There's probably a whole other pile based on The Iliad, The Odyssey, and The Aenead. And retellings of Medea.
Literary Buffistas 3: Don't Parse the Blurb, Dear.
There's more to life than watching Buffy the Vampire Slayer! No. Really, there is! Honestly! Here's a place for Buffistas to come and discuss what it is they're reading, their favorite authors and poets. "Geez. Crack a book sometime."
Found an interesting link: [link]
Thanks! Lots of good ideas there. Bridget Jones Diary is perhaps stretching it a bit, but a few of those seem exactly the type of thing I'm looking for.
Dana, one of my students gave me Gertrude and Claudius for Christmas this year. I really need to read it.
The Song of Achilles was one of my favorite books last year and I totally forgot about it.
Jane Eyre/Wide Sargasso Sea and Dr. Jeckyll.../Mary Reilly would be examples of ones more in the fan fiction vein, but I'm also thinking about books where a particular classic is a big plot point.
Updike wrote one based on Scarlet Letter titled, I think "S."
Ahab's Wife.
Foe by J.M. Coetzee - Robinson Crusoe told from the POV of Friday.
There are a bunch more but those are the ones I remember off the top of my had after Wide Sargasso Sea.
Achilles in Vietnam is non-fiction, but is tied to The Iliad.
The first 3 Mary Russell books are definitely the best.
But I sure didn't see the assault-y part coming. At all. Kind of shook me up.
This is also exactly how I feel.

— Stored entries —
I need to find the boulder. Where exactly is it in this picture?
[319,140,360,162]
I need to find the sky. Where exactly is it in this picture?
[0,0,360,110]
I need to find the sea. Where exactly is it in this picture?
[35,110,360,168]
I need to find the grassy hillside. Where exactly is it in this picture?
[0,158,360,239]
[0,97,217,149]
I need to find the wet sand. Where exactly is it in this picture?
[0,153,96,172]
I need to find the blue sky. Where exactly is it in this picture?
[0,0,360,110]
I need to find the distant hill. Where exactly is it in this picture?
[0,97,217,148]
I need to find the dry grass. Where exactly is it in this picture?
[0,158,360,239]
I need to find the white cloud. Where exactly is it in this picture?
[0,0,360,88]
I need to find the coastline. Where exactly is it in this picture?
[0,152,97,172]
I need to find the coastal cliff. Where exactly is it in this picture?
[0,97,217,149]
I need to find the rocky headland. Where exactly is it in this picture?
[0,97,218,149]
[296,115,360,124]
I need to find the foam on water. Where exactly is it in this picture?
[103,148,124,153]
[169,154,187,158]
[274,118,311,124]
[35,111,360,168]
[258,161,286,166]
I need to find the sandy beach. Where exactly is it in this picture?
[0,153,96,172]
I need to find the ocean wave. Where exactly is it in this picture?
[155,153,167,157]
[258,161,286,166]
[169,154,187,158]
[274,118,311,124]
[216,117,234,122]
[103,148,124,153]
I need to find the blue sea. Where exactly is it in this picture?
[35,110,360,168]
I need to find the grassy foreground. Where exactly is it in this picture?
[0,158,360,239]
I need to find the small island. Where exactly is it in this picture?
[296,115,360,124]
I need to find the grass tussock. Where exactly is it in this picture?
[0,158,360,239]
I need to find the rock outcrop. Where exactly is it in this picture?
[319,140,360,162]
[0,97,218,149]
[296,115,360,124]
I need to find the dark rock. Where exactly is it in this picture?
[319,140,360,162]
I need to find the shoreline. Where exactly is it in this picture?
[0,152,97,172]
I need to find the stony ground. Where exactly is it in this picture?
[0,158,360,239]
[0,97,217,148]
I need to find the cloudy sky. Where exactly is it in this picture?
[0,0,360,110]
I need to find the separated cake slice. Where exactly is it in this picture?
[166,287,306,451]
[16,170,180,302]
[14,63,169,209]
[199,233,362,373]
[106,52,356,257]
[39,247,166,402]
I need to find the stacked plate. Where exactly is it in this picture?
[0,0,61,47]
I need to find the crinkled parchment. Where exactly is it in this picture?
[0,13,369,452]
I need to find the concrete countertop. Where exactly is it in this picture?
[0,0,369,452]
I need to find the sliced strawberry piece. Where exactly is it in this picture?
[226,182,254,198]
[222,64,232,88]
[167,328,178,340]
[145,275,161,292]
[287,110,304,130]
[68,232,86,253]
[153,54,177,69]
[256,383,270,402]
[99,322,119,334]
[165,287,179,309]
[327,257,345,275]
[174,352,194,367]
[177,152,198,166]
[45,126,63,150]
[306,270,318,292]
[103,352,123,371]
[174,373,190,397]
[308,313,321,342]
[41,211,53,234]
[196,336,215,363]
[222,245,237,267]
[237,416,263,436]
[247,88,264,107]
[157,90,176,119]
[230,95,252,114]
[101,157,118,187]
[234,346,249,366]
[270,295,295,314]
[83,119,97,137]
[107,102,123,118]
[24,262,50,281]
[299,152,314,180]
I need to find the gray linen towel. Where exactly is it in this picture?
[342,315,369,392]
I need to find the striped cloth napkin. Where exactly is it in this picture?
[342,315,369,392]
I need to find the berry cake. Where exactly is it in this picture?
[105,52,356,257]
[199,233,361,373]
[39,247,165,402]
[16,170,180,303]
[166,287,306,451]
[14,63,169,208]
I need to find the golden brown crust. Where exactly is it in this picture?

— Things to do —
A. Return the portion of the forum thread starting with "There's more to" and going on through "forgot about it.".
B. In the forum thread, from whose point of view does Foe by J.M. Coetzee tell the story of Robinson Crusoe?
The listing has no connection to the forum thread.

— Responses to the exercise —
A.
There's more to life than watching Buffy the Vampire Slayer! No. Really, there is! Honestly! Here's a place for Buffistas to come and discuss what it is they're reading, their favorite authors and poets. "Geez. Crack a book sometime."
Found an interesting link: [link]
Thanks! Lots of good ideas there. Bridget Jones Diary is perhaps stretching it a bit, but a few of those seem exactly the type of thing I'm looking for.
Dana, one of my students gave me Gertrude and Claudius for Christmas this year. I really need to read it.
The Song of Achilles was one of my favorite books last year and I totally forgot about it.

B. Friday